**TASK OBJECTIVE:** Pictures should be excluded; otherwise, copy every entry exactly.

**DATA FOR PROCESSING:**
______________________________
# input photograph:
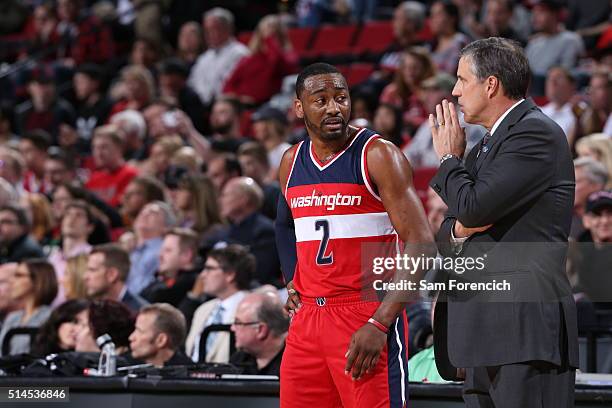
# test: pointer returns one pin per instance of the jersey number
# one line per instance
(321, 258)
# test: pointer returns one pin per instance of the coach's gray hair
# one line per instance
(415, 12)
(595, 172)
(502, 58)
(224, 15)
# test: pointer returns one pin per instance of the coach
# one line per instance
(511, 200)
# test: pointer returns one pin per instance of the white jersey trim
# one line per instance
(344, 226)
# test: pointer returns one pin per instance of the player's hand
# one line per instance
(448, 135)
(293, 300)
(364, 351)
(461, 232)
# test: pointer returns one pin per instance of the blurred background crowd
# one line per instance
(140, 142)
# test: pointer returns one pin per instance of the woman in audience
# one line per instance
(33, 286)
(599, 147)
(104, 317)
(135, 91)
(448, 42)
(259, 76)
(190, 43)
(58, 334)
(195, 200)
(404, 92)
(41, 218)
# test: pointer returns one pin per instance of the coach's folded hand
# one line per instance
(364, 351)
(293, 300)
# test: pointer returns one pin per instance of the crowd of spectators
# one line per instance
(140, 143)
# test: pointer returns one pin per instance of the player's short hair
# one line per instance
(318, 68)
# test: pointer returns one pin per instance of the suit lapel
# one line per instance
(502, 131)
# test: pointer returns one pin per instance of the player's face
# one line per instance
(325, 106)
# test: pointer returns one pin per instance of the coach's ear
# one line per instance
(298, 108)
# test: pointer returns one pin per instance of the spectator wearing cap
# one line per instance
(595, 249)
(420, 151)
(108, 266)
(270, 126)
(92, 107)
(149, 226)
(552, 45)
(214, 66)
(240, 203)
(173, 75)
(590, 176)
(134, 131)
(16, 244)
(44, 109)
(59, 168)
(271, 59)
(253, 160)
(112, 174)
(33, 147)
(139, 192)
(560, 90)
(260, 327)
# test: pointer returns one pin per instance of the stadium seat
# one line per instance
(374, 37)
(333, 40)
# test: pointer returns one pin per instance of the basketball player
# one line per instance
(343, 187)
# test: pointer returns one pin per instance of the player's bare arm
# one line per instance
(293, 300)
(391, 173)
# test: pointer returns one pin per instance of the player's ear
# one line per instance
(298, 108)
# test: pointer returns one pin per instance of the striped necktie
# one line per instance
(483, 144)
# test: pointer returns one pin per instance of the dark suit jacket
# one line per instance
(523, 185)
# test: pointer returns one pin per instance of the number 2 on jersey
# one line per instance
(321, 258)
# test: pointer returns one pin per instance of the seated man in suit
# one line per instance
(240, 202)
(261, 327)
(158, 335)
(226, 275)
(107, 270)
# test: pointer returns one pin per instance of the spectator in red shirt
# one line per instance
(112, 175)
(83, 38)
(258, 76)
(404, 92)
(33, 147)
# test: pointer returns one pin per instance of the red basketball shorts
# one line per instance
(312, 371)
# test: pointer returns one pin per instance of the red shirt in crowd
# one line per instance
(260, 75)
(109, 186)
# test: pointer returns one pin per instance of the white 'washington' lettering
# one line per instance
(328, 201)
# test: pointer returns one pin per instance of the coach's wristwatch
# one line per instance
(448, 156)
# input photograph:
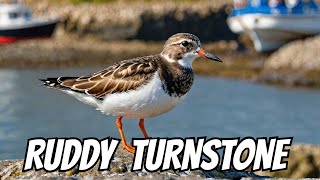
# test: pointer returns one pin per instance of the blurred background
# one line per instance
(268, 84)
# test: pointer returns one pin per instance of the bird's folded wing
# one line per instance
(120, 77)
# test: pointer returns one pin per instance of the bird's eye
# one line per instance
(185, 43)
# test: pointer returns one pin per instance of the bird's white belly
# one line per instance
(147, 101)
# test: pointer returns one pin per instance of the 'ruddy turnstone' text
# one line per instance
(154, 154)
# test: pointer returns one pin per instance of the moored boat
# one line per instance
(16, 23)
(273, 23)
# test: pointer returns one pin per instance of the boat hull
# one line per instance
(38, 30)
(269, 32)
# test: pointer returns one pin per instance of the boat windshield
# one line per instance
(276, 6)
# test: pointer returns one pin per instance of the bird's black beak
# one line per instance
(203, 53)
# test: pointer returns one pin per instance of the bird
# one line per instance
(141, 87)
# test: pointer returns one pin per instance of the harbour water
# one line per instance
(213, 108)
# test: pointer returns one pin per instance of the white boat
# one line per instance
(269, 31)
(16, 23)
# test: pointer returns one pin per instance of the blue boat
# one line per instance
(272, 23)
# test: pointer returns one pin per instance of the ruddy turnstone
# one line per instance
(142, 87)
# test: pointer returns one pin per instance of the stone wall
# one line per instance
(143, 20)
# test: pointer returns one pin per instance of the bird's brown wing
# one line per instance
(123, 76)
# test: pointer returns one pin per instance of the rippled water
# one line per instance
(214, 108)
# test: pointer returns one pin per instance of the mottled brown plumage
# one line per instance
(123, 76)
(133, 73)
(141, 87)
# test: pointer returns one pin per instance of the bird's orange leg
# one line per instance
(124, 142)
(141, 125)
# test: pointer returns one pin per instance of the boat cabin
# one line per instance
(14, 13)
(276, 7)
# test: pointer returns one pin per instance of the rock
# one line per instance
(120, 167)
(297, 63)
(140, 19)
(302, 55)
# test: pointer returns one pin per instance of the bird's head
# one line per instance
(184, 48)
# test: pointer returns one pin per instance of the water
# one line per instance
(213, 108)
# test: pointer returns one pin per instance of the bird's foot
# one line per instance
(129, 148)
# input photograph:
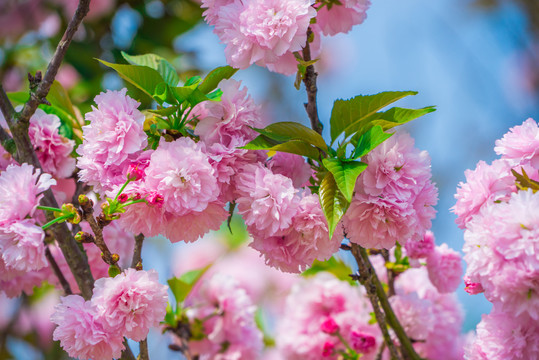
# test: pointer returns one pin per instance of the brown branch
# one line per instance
(365, 277)
(143, 350)
(127, 354)
(57, 271)
(6, 107)
(392, 320)
(97, 228)
(40, 93)
(390, 275)
(137, 253)
(310, 85)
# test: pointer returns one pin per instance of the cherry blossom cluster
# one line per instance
(268, 33)
(21, 238)
(496, 208)
(126, 305)
(394, 197)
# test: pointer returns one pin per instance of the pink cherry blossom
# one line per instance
(422, 248)
(414, 314)
(311, 302)
(520, 145)
(394, 196)
(266, 201)
(485, 184)
(187, 184)
(292, 166)
(444, 340)
(232, 117)
(112, 140)
(307, 239)
(21, 243)
(260, 31)
(228, 318)
(445, 269)
(502, 253)
(80, 332)
(131, 302)
(52, 149)
(504, 336)
(21, 186)
(341, 18)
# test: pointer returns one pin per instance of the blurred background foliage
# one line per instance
(477, 60)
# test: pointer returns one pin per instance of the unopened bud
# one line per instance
(135, 172)
(83, 199)
(115, 258)
(329, 326)
(84, 237)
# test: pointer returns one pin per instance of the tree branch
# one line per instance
(40, 93)
(392, 320)
(310, 85)
(57, 271)
(6, 107)
(137, 253)
(365, 277)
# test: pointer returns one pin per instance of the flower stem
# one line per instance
(54, 221)
(48, 208)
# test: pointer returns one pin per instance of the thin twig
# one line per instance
(143, 350)
(37, 96)
(137, 253)
(127, 354)
(392, 320)
(390, 275)
(88, 215)
(6, 107)
(310, 85)
(57, 271)
(365, 277)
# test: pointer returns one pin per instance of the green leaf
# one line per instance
(142, 77)
(345, 174)
(182, 286)
(164, 94)
(156, 62)
(284, 131)
(332, 201)
(261, 142)
(19, 97)
(334, 266)
(297, 147)
(214, 78)
(393, 117)
(347, 112)
(370, 140)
______________________________
**THE OUTPUT:**
# input photograph:
# test: pointer returns one pin per instance of the jersey number
# one line per instance
(321, 258)
# test: pointer returns one pin per instance of the coach's gray hair
# one line per instance
(415, 12)
(595, 172)
(502, 58)
(224, 15)
# test: pointer returns one pin per instance of the coach
# one line per instance
(511, 200)
# test: pointer returns one pin per instance of the white jersey trim
# one line per instance
(344, 226)
# test: pointer returns one pin per instance of the player's hand
# one line per instance
(448, 135)
(293, 300)
(364, 351)
(461, 232)
# test: pointer returns one pin per instance of the blurred background crowd
# one line per instance
(140, 142)
# test: pointer returns one pin per instance of the woman in audience
# one line per instance
(33, 286)
(599, 147)
(104, 317)
(135, 91)
(448, 42)
(259, 76)
(190, 43)
(58, 334)
(195, 200)
(404, 92)
(41, 218)
# test: pointer returns one pin per instance of the coach's folded hand
# one line per instance
(364, 351)
(293, 300)
# test: pointer returns one pin per instance of the crowd of spectators
# one line per instance
(140, 143)
# test: pointer returns one pin per instance of the player's short hair
# one line per instance
(318, 68)
# test: pointer returns one pin per instance of the suit lapel
# one line per instance
(502, 131)
# test: pointer returns one pin per instance of the player's face
# one line per instance
(325, 106)
# test: pointer returns one pin per instance of the coach's ear
# one line per instance
(298, 108)
# test: pointer returns one pin per instance of the spectator wearing cap
# one line per instance
(595, 249)
(420, 151)
(108, 266)
(270, 126)
(92, 107)
(149, 226)
(552, 45)
(214, 66)
(240, 203)
(173, 75)
(590, 176)
(134, 131)
(16, 244)
(44, 109)
(59, 168)
(271, 59)
(253, 160)
(112, 174)
(33, 147)
(139, 192)
(560, 90)
(260, 327)
# test: pointer returns one pin per instance of the stadium seat
# one line per instance
(374, 37)
(333, 40)
# test: pointer returns one pin per instance of the basketball player
# one line per instance
(343, 187)
# test: pointer returns one pin per instance of the player's bare arm
# one line per instance
(293, 300)
(391, 173)
# test: pointer returns one pin per instance of the player's ear
# one line per instance
(298, 108)
# test: pointer returns one pin per instance of the striped necktie
# one line per instance
(483, 144)
# test: pointer returns one pin per instance of the dark suit jacket
# one line per instance
(523, 185)
# test: pointer returns one pin per instance of the number 2 on jersey
# one line per instance
(321, 258)
# test: pointer returns one pin per instance of the seated man in suit
# one line per instance
(240, 202)
(261, 327)
(158, 335)
(226, 275)
(107, 270)
# test: pointer returns one pin per instance of the spectator in red shirt
# one line per instance
(112, 175)
(83, 38)
(258, 76)
(404, 92)
(33, 147)
# test: pointer returns one pin per instance of the red basketball shorts
# one line per instance
(312, 371)
# test: pointer returns one pin per instance of the red shirt in crowd
# one line per instance
(260, 75)
(109, 186)
# test: pointer returns one pin per instance of the white 'washington' lettering
# one line per instance
(328, 201)
# test: pointer returns one pin per instance of the coach's wristwatch
# one line per instance
(448, 156)
# input photograph:
# test: pointer returns one pin per instance of the blurred background
# one line per instance
(268, 84)
# test: pointer returns one pin per instance of the bird's folded wing
# one line per instance
(120, 77)
# test: pointer returns one pin per instance of the bird's eye
# one line per instance
(185, 43)
# test: pointer returns one pin per instance of the bird's white belly
# one line per instance
(147, 101)
# test: pointer returns one pin per instance of the 'ruddy turnstone' text
# one line per instance
(154, 154)
# test: pointer returns one pin per instance of the moored boat
# one line per instance
(16, 23)
(273, 23)
# test: pointer returns one pin per instance of the boat hull
# one line per instance
(38, 30)
(269, 32)
# test: pointer returns one pin per instance of the boat windshield
# one line per instance
(276, 6)
# test: pointer returns one pin per instance of the bird's black beak
# one line per instance
(203, 53)
# test: pointer returns one pin per instance of the bird
# one line per instance
(141, 87)
# test: pointer returns one pin per instance of the harbour water
# one line per instance
(213, 108)
# test: pointer returns one pin per instance of the white boat
# one line per instance
(269, 31)
(16, 23)
# test: pointer returns one pin per instance of the blue boat
# one line per instance
(272, 23)
# test: pointer returns one pin per instance of the ruddy turnstone
# one line per instance
(142, 87)
# test: pointer returns one pin per instance of the stone wall
# one line per instance
(143, 20)
# test: pointer returns one pin per instance of the bird's brown wing
# one line per instance
(123, 76)
# test: pointer returns one pin per instance of the rippled water
# one line per instance
(214, 108)
# test: pointer returns one pin per instance of the mottled brown plumage
# one line per instance
(123, 76)
(133, 73)
(141, 87)
# test: pointer returns one pin per instance of the bird's orange leg
# one line per instance
(124, 142)
(141, 125)
# test: pointer returns one pin per instance of the boat cabin
# one line per instance
(14, 13)
(276, 7)
# test: pointer returns one pin per instance of the rock
# one line per instance
(120, 167)
(297, 63)
(140, 19)
(302, 55)
# test: pointer returns one pin per instance of the bird's head
# one line per instance
(184, 48)
# test: pointer returns one pin per instance of the water
# one line per instance
(213, 108)
# test: pointer returns one pin per instance of the bird's foot
# one line per instance
(129, 148)
# input photograph:
# test: pointer returns one pin per instance of the brown branch
# one line per instance
(365, 277)
(143, 350)
(127, 354)
(57, 271)
(6, 107)
(392, 320)
(97, 228)
(40, 93)
(390, 275)
(137, 253)
(310, 85)
# test: pointer returns one pin per instance of the cherry blossom cluster
# one line per instance
(268, 33)
(21, 238)
(496, 208)
(126, 305)
(394, 197)
# test: pointer returns one pin per instance of the pink cherry blossom
# one line per instance
(422, 248)
(414, 314)
(311, 302)
(520, 145)
(394, 196)
(266, 201)
(485, 184)
(187, 184)
(292, 166)
(444, 340)
(232, 117)
(112, 140)
(307, 239)
(21, 243)
(260, 31)
(228, 318)
(445, 269)
(502, 253)
(80, 332)
(131, 302)
(52, 149)
(504, 336)
(21, 186)
(341, 18)
# test: pointer returns one pin per instance of the blurred background foliage
# one line per instance
(477, 60)
# test: pointer returns one pin per instance of the unopened bud
# one line per instance
(135, 172)
(83, 199)
(115, 258)
(329, 326)
(84, 237)
# test: pointer returns one pin per instance of the tree branch
# one line per instance
(40, 93)
(392, 320)
(310, 85)
(57, 271)
(6, 107)
(137, 253)
(365, 277)
# test: pointer returns one pin per instance of the flower stem
# one line per instance
(54, 221)
(48, 208)
# test: pointer returns one pin per instance of the thin twig
# one line per instance
(143, 350)
(37, 96)
(137, 253)
(127, 354)
(392, 320)
(390, 275)
(88, 215)
(6, 107)
(310, 85)
(57, 271)
(365, 277)
# test: pointer returns one pin per instance of the green leaf
# one line per instance
(142, 77)
(345, 174)
(182, 286)
(164, 94)
(156, 62)
(284, 131)
(332, 201)
(261, 142)
(19, 97)
(334, 266)
(297, 147)
(214, 78)
(393, 117)
(347, 112)
(370, 140)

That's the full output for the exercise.